Each entry, in full: copy it out exactly.

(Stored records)
────────────────────

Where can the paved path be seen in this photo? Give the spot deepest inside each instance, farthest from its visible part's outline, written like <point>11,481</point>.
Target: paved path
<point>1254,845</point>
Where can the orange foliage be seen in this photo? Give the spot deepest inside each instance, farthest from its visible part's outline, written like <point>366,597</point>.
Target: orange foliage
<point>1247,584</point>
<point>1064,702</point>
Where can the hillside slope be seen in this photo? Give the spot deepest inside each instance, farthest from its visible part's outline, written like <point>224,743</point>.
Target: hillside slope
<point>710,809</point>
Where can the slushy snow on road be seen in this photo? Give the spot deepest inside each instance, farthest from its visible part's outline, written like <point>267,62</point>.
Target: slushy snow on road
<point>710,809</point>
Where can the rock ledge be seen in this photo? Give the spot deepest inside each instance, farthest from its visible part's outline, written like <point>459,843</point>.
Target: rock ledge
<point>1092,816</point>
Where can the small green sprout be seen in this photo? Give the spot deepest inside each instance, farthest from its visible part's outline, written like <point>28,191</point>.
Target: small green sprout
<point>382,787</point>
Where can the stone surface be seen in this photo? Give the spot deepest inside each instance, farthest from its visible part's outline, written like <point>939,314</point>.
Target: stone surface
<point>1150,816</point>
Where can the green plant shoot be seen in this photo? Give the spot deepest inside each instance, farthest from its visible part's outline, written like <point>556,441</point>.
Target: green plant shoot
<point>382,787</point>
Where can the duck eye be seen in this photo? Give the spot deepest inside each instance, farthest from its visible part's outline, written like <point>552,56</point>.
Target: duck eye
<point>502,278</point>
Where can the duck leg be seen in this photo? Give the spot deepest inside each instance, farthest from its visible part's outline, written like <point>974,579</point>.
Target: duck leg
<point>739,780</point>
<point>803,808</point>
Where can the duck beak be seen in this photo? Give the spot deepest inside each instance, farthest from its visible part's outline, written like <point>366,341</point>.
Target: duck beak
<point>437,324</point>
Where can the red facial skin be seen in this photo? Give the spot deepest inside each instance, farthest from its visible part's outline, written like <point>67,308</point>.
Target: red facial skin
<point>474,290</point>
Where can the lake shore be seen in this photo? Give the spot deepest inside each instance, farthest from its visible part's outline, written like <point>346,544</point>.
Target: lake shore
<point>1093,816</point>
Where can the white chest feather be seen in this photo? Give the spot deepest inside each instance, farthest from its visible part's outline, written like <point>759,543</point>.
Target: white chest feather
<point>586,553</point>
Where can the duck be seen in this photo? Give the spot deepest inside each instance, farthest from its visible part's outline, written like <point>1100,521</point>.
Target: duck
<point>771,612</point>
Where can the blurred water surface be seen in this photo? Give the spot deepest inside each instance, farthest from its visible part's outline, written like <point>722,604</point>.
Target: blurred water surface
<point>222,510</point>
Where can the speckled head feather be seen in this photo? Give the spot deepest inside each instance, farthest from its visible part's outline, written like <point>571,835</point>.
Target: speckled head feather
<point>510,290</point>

────────────────────

Solution for this task –
Where can the paved path be seen in this photo? Give the spot deepest inside each instance, farthest from its visible part's outline, written like <point>11,481</point>.
Target: paved path
<point>1254,845</point>
Where can the orange foliage be seen in this photo? Give the spot deepest inside each instance, farthest from its visible part's outline, written like <point>366,597</point>.
Target: orange foliage
<point>1247,584</point>
<point>1064,702</point>
Where can the hillside slope be seen in this photo? Give the spot deepest inside each instance, farthest from its visible part's outline, written like <point>224,743</point>.
Target: hillside slope
<point>710,809</point>
Where can the slushy snow on road be seen in this photo? Give the spot deepest inside each instance, farthest from its visible part's outline, written like <point>267,62</point>.
Target: slushy snow on road
<point>710,809</point>
Where can the rock ledge be seen in this photo? Give the spot deepest inside each instance, farthest from its visible part's outline, written like <point>459,843</point>.
Target: rock ledge
<point>1092,816</point>
Where can the small green sprout be seen in this photo? Give the spot deepest inside each instance, farthest from its visible part's outline, written like <point>28,191</point>.
Target: small green sprout
<point>382,787</point>
Where can the stone surface be seen in this photo? Give the spot deepest inside each instance, farthest from its visible part's outline, written like <point>939,314</point>.
Target: stone surface
<point>1150,816</point>
Where can the green plant shoot be seen in this photo? Give the spot deepest inside each instance, farthest from its visible part's outline, written like <point>556,441</point>.
Target: green plant shoot
<point>382,787</point>
Where can the duck eye be seen in this photo? Give the spot deepest inside each instance, farthest from its visible part's outline, written like <point>552,56</point>.
Target: duck eye
<point>502,278</point>
Where can the duck leg be seen in this photo? Give the spot deepest inside each instance, farthest from its visible part's outline, written like <point>974,579</point>.
Target: duck leg
<point>739,780</point>
<point>803,808</point>
Where can the duck beak be seen in this photo? Give the spot deepest inside each instance, farthest from its visible part's outline, written like <point>366,341</point>.
Target: duck beak
<point>437,324</point>
Where can the red facial skin be seen in this photo? Give the spot deepest inside each instance, farthest from its visible part's outline, written like <point>67,308</point>.
Target: red facial skin
<point>474,290</point>
Where can the lake shore be seen in this photo? Give the spot deepest inside each instance, farthest from its visible part's outline, written like <point>346,544</point>.
Target: lake shore
<point>1093,816</point>
Where can the white chest feather be seen in this photo? Give the spot deepest inside each instance, farthest from its visible part's outline, written like <point>759,543</point>.
Target: white chest feather
<point>586,553</point>
Where can the duck be seen in this photo? Give the spot deepest inside each instance, farthest from its visible part's outline, written like <point>1100,521</point>.
Target: duck
<point>771,612</point>
Where can the blurred water surface be seen in this photo? Give the spot deepest inside each instance, farthest from its visible part's outline, written like <point>722,604</point>.
Target: blurred water surface
<point>222,510</point>
Where can the speckled head feather be seen in this photo? Give the spot deepest inside each instance, farthest from its visible part's outline, written like <point>571,835</point>.
Target: speckled head feather
<point>510,290</point>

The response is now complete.